--- Records provided ---

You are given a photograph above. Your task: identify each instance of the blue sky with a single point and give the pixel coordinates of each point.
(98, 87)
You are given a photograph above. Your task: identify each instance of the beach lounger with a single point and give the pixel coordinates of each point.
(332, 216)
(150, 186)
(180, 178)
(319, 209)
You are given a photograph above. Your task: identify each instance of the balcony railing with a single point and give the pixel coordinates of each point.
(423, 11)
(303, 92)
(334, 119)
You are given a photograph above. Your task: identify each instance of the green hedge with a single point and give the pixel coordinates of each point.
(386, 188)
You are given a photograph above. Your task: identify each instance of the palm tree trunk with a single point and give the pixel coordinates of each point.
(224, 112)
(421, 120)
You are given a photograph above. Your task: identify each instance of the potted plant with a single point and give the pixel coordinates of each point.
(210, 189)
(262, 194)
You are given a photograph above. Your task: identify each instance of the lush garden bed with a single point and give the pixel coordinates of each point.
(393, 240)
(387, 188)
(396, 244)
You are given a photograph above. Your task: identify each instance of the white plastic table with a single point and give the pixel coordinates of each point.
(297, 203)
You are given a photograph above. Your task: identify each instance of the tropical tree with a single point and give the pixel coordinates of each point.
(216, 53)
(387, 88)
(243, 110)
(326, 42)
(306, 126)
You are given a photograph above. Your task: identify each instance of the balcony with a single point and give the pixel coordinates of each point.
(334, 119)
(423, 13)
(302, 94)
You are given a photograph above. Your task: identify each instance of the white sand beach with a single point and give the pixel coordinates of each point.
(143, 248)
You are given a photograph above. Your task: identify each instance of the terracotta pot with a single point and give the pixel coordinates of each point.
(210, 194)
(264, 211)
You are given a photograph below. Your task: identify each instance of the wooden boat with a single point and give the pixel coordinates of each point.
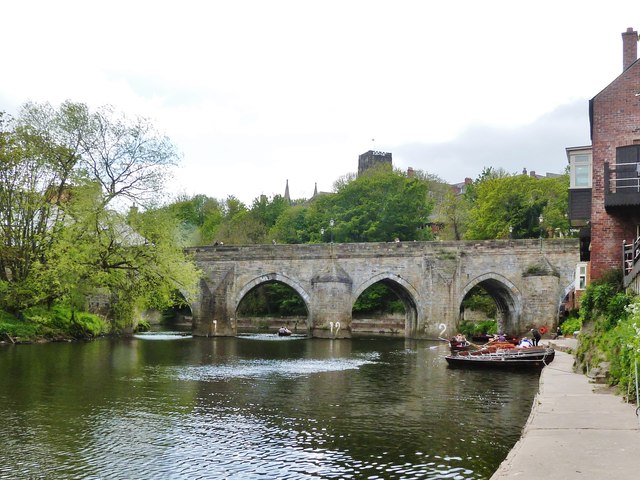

---

### What the task asks
Output the records above exactly, leaving out pictures.

### Result of this task
You are given a photograph above. Your task: identify each instance of the blue sky with a single point and give the pixel coordinates of each point.
(98, 87)
You are given a photograph above. Your task: identify each instance of the beach lounger with a single point and give the pixel coordinates of each point.
(332, 216)
(150, 186)
(180, 178)
(319, 209)
You are given a photograph above. Your task: identify each instance of the balcony railing with a single point and give the pixel coordinates of each point.
(423, 11)
(303, 92)
(334, 119)
You are given a photograph above. Your task: identify each instance of the green hedge with a single point and give the pixel coordinates of each point.
(386, 188)
You are given a photograph above. Your task: identify each instance of the palm tree trunk with a single point and give the pixel coordinates of each point.
(224, 112)
(421, 120)
You are given a photograph above. Your task: identify each instance of the potted plant with a single point and give the pixel coordinates of each point.
(210, 189)
(262, 194)
You are given a photograph above. Your task: identify each instance of the lush garden bed with a single point and give the pixel coordinates of each point.
(393, 240)
(387, 188)
(396, 244)
You are given a photograph above. Your task: identify each instance of the white plastic table with a single point and give the pixel coordinates of each point.
(297, 203)
You are given a photograph above. Your task: identify each instance of the tropical tree with a single point and give the pixel coordinates of each point.
(216, 53)
(387, 88)
(243, 110)
(326, 42)
(306, 126)
You are given a photograph above. Your task: identify each instance of the balcony with a single point and give the pixel coordinates of each point.
(334, 119)
(423, 13)
(302, 94)
You are given a photograph above. Your task: identify each instance of the white sand beach with a single point and give the pixel coordinates of each point.
(143, 248)
You are given a photograph above. Your task: identify each instance of the terracotta pot with a single point and give the pixel coordinates of each point.
(210, 194)
(264, 211)
You are given a photograph below. Your task: identify each instance of the wooden boat with a single point and give the pixel coordinates of each point.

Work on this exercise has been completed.